Point annotation records:
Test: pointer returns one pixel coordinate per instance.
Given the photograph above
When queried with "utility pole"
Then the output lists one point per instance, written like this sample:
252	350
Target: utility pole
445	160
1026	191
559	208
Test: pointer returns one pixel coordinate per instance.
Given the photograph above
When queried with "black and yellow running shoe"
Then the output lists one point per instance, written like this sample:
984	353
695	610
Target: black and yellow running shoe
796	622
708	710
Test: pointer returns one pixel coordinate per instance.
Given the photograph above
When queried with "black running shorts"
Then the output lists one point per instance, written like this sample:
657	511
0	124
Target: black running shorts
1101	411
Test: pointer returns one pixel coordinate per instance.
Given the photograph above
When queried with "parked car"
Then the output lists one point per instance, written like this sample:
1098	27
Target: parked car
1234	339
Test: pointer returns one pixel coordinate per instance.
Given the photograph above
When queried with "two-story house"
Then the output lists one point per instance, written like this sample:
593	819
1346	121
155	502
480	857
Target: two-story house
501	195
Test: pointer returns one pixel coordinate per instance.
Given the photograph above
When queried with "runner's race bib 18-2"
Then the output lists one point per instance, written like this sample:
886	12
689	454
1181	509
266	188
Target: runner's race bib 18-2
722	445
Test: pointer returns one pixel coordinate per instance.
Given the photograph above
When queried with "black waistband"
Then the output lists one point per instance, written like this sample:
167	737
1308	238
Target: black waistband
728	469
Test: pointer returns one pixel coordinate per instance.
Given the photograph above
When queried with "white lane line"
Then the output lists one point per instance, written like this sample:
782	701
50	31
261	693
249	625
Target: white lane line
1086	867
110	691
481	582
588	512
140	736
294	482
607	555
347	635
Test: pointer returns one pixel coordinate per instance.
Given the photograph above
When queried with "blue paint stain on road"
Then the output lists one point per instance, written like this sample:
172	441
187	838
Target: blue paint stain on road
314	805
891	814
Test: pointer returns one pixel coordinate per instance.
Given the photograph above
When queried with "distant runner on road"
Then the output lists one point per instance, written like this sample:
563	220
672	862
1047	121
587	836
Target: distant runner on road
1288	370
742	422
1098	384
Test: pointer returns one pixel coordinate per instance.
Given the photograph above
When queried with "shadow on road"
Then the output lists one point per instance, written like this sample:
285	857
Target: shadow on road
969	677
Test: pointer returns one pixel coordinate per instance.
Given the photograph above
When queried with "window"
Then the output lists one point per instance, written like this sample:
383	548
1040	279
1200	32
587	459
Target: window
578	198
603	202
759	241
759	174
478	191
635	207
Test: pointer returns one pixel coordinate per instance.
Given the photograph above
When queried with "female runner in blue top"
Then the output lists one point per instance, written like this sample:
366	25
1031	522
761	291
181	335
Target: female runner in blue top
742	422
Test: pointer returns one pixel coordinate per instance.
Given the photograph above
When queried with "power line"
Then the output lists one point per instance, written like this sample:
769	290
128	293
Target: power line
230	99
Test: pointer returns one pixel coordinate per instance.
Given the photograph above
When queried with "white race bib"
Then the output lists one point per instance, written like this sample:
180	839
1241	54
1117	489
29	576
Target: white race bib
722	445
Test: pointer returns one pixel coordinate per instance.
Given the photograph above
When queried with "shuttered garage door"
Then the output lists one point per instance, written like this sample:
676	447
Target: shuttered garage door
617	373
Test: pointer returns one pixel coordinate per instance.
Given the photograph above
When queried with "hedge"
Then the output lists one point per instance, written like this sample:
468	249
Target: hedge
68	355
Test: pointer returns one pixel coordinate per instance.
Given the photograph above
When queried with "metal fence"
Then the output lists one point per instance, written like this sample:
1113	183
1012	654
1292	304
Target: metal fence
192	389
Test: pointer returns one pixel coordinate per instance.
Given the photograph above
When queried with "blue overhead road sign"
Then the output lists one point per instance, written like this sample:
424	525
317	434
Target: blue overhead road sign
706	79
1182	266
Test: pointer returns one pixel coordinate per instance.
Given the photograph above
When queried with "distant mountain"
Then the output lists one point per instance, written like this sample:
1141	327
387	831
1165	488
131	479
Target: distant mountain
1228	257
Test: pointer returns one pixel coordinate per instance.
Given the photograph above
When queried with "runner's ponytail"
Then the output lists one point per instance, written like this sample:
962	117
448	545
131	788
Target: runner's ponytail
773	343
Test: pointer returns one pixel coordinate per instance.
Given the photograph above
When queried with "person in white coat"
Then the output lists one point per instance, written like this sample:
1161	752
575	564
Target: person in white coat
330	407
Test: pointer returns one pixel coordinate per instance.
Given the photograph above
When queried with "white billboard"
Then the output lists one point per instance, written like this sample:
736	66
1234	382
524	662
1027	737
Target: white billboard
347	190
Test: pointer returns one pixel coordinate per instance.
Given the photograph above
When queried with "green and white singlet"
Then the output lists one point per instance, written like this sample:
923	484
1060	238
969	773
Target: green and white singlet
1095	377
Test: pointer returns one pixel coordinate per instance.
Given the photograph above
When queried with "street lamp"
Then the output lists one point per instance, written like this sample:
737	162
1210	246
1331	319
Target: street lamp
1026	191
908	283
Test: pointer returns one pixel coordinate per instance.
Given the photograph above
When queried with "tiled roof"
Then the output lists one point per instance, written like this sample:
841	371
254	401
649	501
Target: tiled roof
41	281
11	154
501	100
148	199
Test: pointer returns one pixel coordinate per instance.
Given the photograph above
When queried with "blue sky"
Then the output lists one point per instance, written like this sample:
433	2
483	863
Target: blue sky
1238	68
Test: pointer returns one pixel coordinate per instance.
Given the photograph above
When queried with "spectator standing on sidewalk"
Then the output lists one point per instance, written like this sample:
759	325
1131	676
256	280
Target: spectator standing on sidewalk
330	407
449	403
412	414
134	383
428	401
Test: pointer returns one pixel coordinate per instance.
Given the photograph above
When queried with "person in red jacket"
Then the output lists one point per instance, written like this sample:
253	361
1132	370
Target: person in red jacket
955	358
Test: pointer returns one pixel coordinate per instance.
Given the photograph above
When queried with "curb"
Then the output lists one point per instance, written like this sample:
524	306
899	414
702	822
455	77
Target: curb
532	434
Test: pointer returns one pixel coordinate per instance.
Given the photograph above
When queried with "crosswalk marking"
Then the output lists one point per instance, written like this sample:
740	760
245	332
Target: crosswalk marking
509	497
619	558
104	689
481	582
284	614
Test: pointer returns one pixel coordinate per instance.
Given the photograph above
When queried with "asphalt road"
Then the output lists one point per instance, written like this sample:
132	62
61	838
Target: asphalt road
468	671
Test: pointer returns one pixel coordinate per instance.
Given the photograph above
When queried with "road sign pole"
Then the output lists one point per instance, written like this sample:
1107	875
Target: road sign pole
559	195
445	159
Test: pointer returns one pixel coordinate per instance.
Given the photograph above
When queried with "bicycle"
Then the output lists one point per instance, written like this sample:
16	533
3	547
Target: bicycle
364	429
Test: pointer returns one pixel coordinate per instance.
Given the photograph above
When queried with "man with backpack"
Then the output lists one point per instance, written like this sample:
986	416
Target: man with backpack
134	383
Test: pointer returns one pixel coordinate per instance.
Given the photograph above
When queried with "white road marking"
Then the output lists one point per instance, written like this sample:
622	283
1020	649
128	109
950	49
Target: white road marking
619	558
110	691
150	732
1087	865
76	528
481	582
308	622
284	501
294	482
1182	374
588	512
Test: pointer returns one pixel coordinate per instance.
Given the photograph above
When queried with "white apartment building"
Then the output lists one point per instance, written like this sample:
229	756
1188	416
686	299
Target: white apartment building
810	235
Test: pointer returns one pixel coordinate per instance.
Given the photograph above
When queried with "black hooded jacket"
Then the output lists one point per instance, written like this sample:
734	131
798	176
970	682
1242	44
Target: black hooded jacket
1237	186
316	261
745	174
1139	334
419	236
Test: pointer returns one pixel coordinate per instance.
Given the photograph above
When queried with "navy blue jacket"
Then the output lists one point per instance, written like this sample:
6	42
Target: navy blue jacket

Set exercise
Each line of the material should be duplicated exactly, please.

Reply to the task
Test: pointer returns one pixel coordinate per instance.
Given the photograph above
When queried with "utility pole"
Then the output lists one point per instance, written like this sample:
252	350
Target: utility pole
445	160
1026	191
559	208
Test: pointer returns one pixel coordinate per instance.
Given the photograph above
When queried with "black and yellow running shoe"
Then the output lists one point per instance, written like this sample:
984	353
695	610
Target: black and yellow running shoe
796	622
708	710
Test: pointer returns one pixel coordinate per instance.
Given the photograph above
When queried with "black running shorts"
Then the output lists one point per instance, written like this sample:
657	511
0	124
Target: black running shorts
1101	411
Test: pointer returns one pixel coordinate per instance.
Given the photograph above
When queried with "parked car"
Then the output lists one point per instance, written like this sample:
1098	27
Target: parked car
1234	339
Test: pointer returns one pixel coordinate per instance.
Given the photograph above
When queried with "two-story house"
Then the output lists one point per instance, written like this sample:
593	819
1346	121
155	502
480	857
Target: two-story house
501	195
Test: pointer returns one pixel coordinate per instance.
Given the photograph above
When queried with "runner's race bib 18-2"
Then the output lists one point per instance, written like this sample:
886	12
689	454
1181	509
266	188
Target: runner's race bib 18-2
722	445
Test: pointer returns one pixel coordinate per instance.
Given the photograph above
When queried with "black waistband"
Then the output lists one point per instance, written like this sample:
167	737
1308	238
Target: black waistband
728	469
Test: pointer returns one pixel coordinate per instance.
Given the photograph above
When queried with "white lane line"
Then the output lists one point per instance, written like this sample:
782	701
50	31
261	693
249	625
Target: white lane line
1086	867
110	691
481	582
588	512
140	736
294	482
607	555
347	635
Test: pointer returns one pixel coordinate per instance.
Given the photograph above
When queried with "blue paint stain on road"
Then the output lists one point per instance, written like this sample:
172	441
187	838
Target: blue paint stain on road
314	805
891	814
Test: pointer returns one pixel coordinate per instance.
Given the photograph above
When queried with "distant runner on road"
Then the output lists one point per instance, written like this sample:
563	220
672	862
1047	121
587	836
Target: distant runner on road
1288	370
742	422
1098	384
Test: pointer returns one pixel coordinate per instance.
Given the photograph above
When queried with "shadow on road"
Then the output lists one point per instance, written like this sample:
285	857
Target: shadow on road
969	677
Test: pointer returns one pixel coordinate per instance.
Given the photograph above
When queried with "window"
Then the output lists one point per instance, written like this sample:
383	548
1040	279
1200	32
587	459
Target: window
578	198
603	202
759	241
759	174
478	191
635	207
Test: pointer returns one pixel coordinate per instance.
Given the photograph above
When queried with "female runner in blue top"
Then the output lists one point per instance, written like this sample:
366	25
1031	522
761	291
181	335
Target: female runner in blue top
742	422
Test: pointer returns one pixel coordinate per instance.
Given the photograph above
When queried with "power line"
Then the output lists one point per instance, written like this sample:
769	290
128	293
Target: power line
230	99
Test: pointer returns one pixel coordinate per instance.
Given the photograph above
When queried with "white race bib"
Then the output lists one point per instance, written like this sample:
180	839
1241	54
1117	489
29	576
Target: white race bib
722	445
Test: pointer returns one pixel coordinate per instance.
Given the photograph above
When queried with "shuttered garage door"
Then the output lists one point per instance, written like this sample:
676	447
Target: shuttered garage door
617	373
Test: pointer returns one pixel coordinate per instance.
Given the photograph above
When queried with "hedge"
Then the output lists one point per instance, written like this sample:
468	249
Target: hedge
68	355
Test: pointer returns one pixel coordinate per instance.
Given the photograph above
When queried with "metal fence"
Then the output lists one point per instance, written like this sample:
1113	183
1012	654
1292	304
Target: metal fence
192	389
Test: pointer returns one pixel coordinate per instance.
Given the photograph above
When queried with "blue overhead road sign"
Then the output lists one point per instance, written like this sample:
424	525
317	434
Target: blue overhead road sign
706	79
1182	266
Test: pointer returns one pixel coordinate per instance.
Given the photograph above
When queried with "distant mountain"
Then the output lists one point per instance, written like this sample:
1141	327
387	831
1165	488
131	479
Target: distant mountain
1228	257
Test: pointer returns one pixel coordinate per instance.
Given the photograph above
When queried with "runner's ponytail"
Then the output lists one point per instance, written like this sample:
962	117
448	545
131	788
Target: runner's ponytail
773	343
Test: pointer returns one pixel coordinate per instance.
Given the photograph above
When queried with "person in white coat"
Then the output lists one point per instance, written like this sample:
1161	752
575	564
Target: person in white coat
330	407
Test: pointer returns one pixel coordinate per instance.
Given the photograph above
When queried with "white billboard"
Then the output lists one point per instance, written like this sample:
736	66
1234	382
524	662
1027	737
Target: white billboard
347	190
Test: pointer returns one pixel coordinate per instance.
Given the photograph above
When queried with "green and white singlet"
Then the output lists one point per instance, written like this sample:
923	484
1060	238
969	773
Target: green and white singlet
1095	377
Test: pointer returns one pixel coordinate per instance.
Given the photograph above
When queried with "street lamp"
Then the output lists one point per instance, written like this sample:
737	162
1210	246
1331	319
Target: street lamp
1026	191
908	283
Test: pointer returns one pixel coordinate per instance.
Given the photograph above
When queried with "tiled roof"
Then the output lists one point per instance, written like this sample:
841	371
254	401
649	501
Target: tiled roof
41	281
11	154
501	100
148	199
Test: pointer returns one pixel coordinate per instance.
Given the photograph above
When queried with "blue sky"
Then the output lists one point per instance, written like this sample:
433	2
483	863
Target: blue sky
1238	68
Test: pointer returns one pixel coordinate per instance.
Given the photograph above
When queried with "spectator standing on sidewalk"
Then the output lists one point per instance, written like this sample:
759	325
1131	676
256	280
Target: spectator standing on sidewalk
330	407
449	403
412	414
134	383
428	401
Test: pointer returns one pixel coordinate per instance.
Given the photograph above
When queried with "person in red jacket"
Then the output lists one point per instance, written like this sample:
253	361
1132	370
Target: person in red jacket
955	358
Test: pointer returns one pixel coordinate per instance.
Given the photograph above
When queried with "curb"
Then the output lists one point per instance, written like this sample:
524	306
899	414
702	822
455	77
Target: curb
532	434
Test: pointer returns one pixel coordinate per instance.
Given the photograph above
When queried with "crosswalk marking"
Then the output lists one point per instance, written like this sample:
740	760
245	332
Target: crosswalk marking
509	497
619	558
104	689
481	582
284	614
Test: pointer returns one pixel coordinate per instance.
Given the photograph above
When queried with "asphalt road"
Then the output lists one point per instance, written like this sample:
132	62
61	838
Target: asphalt road
468	671
Test: pointer returns one pixel coordinate per instance.
Given the photograph above
When queried with "road sign pole"
Then the output lists one point per instance, written like this sample:
1107	875
Target: road sign pole
559	195
445	159
Test: pointer returns one pixel coordinate per instance.
Given the photograph above
When queried with "bicycle"
Then the output lists one point per instance, written like this sample:
16	533
3	547
Target: bicycle
364	429
Test: pointer returns one pixel coordinate per instance.
Given the photograph above
When queried with "man with backpack"
Then the output lists one point per instance, written like this sample:
986	416
Target: man with backpack
134	383
Test: pointer returns one pixel coordinate per instance.
Given the photograph above
When queried with "white road marking"
Then the output lists one point per instance, written like this sample:
622	283
1020	649
128	109
950	49
Target: white road marking
619	558
110	691
150	732
1087	865
76	528
481	582
308	622
284	501
294	482
1182	374
588	512
Test: pointer returns one pixel coordinate per instance.
Given the photograph above
When queried with "white apartment building"
Then the output lists one point per instance, written like this sample:
229	756
1188	416
686	299
Target: white apartment building
810	235
Test: pointer returns one pixel coordinate per instance.
Given the photograph above
When queried with "black hooded jacket"
Then the output lists one point per instance, written like this sample:
734	131
798	176
970	682
1242	44
Target: black hooded jacket
1237	186
316	261
745	174
1139	334
419	236
Test: pointer returns one pixel coordinate per instance.
Given the photograph above
When queried with "navy blue jacket"
Then the output lists one point per instance, written like this sample:
6	42
Target: navy blue jacket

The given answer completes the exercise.